▶ Try it
When you copy the data, keep every word exactly as it is and leave the pictures out.

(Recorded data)
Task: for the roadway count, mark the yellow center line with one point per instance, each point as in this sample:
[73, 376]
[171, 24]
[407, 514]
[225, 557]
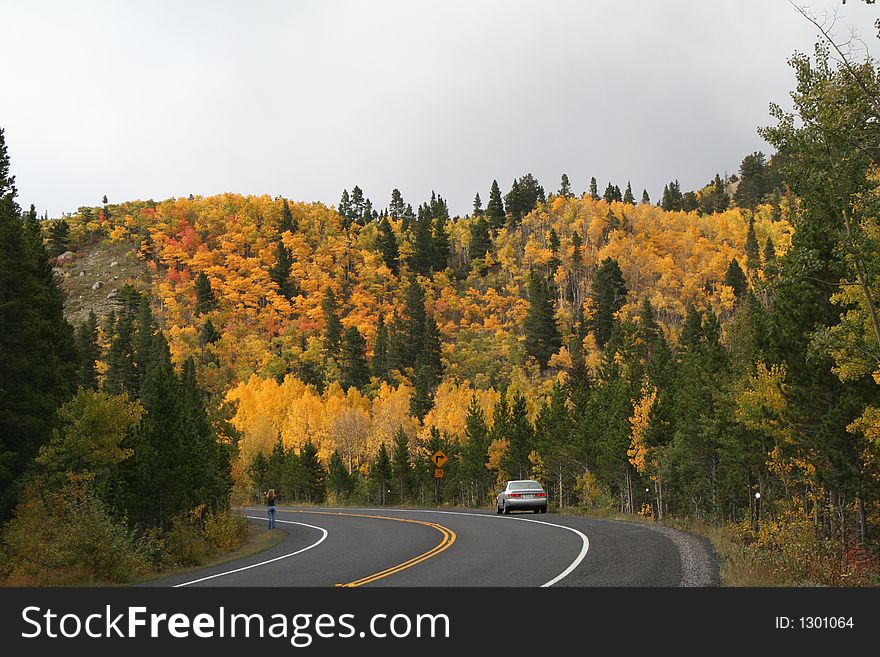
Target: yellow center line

▶ Written response
Task: for the roadway count, mark the yellow center line with one point per instance, each point as in this sample:
[73, 376]
[171, 24]
[407, 514]
[225, 557]
Target: yellow center line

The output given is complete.